* BRANO DI RIFERIMENTO *
────────────────────────────────────────

Non vi è traccia, nelle teorie della decrescita di una reale presa di coscienza degli impatti distributivi regressivi che la decrescita avrebbe sulle società. Dalla decrescita verrebbero a essere colpiti sostanzialmente i paesi più poveri, stante l'attuale equilibrio di poteri. Si potrebbe osservare che l'obiettivo del movimento politico per la decrescita è proprio quello di ribaltare l'attuale equilibrio dei poteri. Appare allora piuttosto incoerente che esso sia nato nei paesi sviluppati (Francia e Italia), e che attualmente si proponga di restringere il commercio internazionale e ritornare alla produzione autarchica partendo proprio da questi paesi, senza prima garantire che l'impatto di questa restrizione commerciale colpisca negativamente i paesi più svantaggiati. Al limite i “movimenti per la decrescita felice” dovrebbero proporre queste loro politiche solo a livello globale, poiché una qualsiasi loro implementazione su bassa scala sarebbe tutt'altro che “felice” per la gran parte dei poveri del mondo.
Tra le proposte politiche irrealistiche e limitate vi è la recente ipotesi avanzata da Serge Latouche di imporre un “controllo democratico” alla ricerca universitaria, forse sulla base di una visione quantomeno falsata delle teorie della “descolarizzazione” di Ivan Illich. Anche questa sembrerebbe una semplice boutade, ma l'intellettuale sembra essere improbabilmente serio quando avanza questa ipotesi, ed il timore che la sua proposta venga raccolta dai “movimenti per la decrescita felice” di Italia e di Francia è reale.

────────────────────────────────────────

Record di puntamento a oggetti nominati

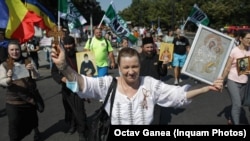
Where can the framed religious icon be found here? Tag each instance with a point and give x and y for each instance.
(166, 52)
(243, 65)
(208, 55)
(86, 63)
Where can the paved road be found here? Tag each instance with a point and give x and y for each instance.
(203, 110)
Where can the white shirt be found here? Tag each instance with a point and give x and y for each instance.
(130, 111)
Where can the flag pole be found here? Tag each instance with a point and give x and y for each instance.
(111, 2)
(183, 27)
(58, 15)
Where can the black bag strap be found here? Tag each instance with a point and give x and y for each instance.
(111, 90)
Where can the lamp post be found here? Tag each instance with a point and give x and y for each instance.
(173, 14)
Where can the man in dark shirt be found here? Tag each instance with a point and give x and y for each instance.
(181, 48)
(150, 64)
(87, 67)
(74, 106)
(3, 46)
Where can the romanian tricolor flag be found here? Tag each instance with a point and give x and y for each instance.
(17, 20)
(39, 9)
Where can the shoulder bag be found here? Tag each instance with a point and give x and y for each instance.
(246, 93)
(98, 124)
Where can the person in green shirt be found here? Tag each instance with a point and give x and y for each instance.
(103, 52)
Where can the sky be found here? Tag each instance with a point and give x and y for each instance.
(118, 4)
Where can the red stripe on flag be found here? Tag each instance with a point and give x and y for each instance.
(25, 30)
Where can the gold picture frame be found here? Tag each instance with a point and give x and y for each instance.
(166, 52)
(208, 55)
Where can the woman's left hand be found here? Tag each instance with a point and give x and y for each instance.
(30, 66)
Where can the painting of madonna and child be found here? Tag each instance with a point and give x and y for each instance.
(208, 55)
(166, 52)
(86, 63)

────────────────────────────────────────

* ESERCIZI DA SVOLGERE *
a - Elenchi, senza ripetizioni, tutte le espressioni che il brano sulla decrescita riporta tra virgolette.
b - Stabilisca se le seguenti affermazioni concordano con il brano sulla decrescita, rispondendo sì o no e citando le parole del testo che lo dimostrano:
(i) Il movimento politico per la decrescita è nato in paesi in via di sviluppo.
(ii) Serge Latouche ha proposto di imporre un controllo democratico alla ricerca universitaria.
(iii) Secondo il brano, Latouche avanza la sua ipotesi per semplice scherzo.

* SOLUZIONI DEGLI ESERCIZI *
a -
- “movimenti per la decrescita felice”
- “felice”
- “controllo democratico”
- “descolarizzazione”

b -
(i) No: «sia nato nei paesi sviluppati (Francia e Italia)».
(ii) Sì: «la recente ipotesi avanzata da Serge Latouche di imporre un “controllo democratico” alla ricerca universitaria».
(iii) No: «Anche questa sembrerebbe una semplice boutade, ma l'intellettuale sembra essere improbabilmente serio quando avanza questa ipotesi».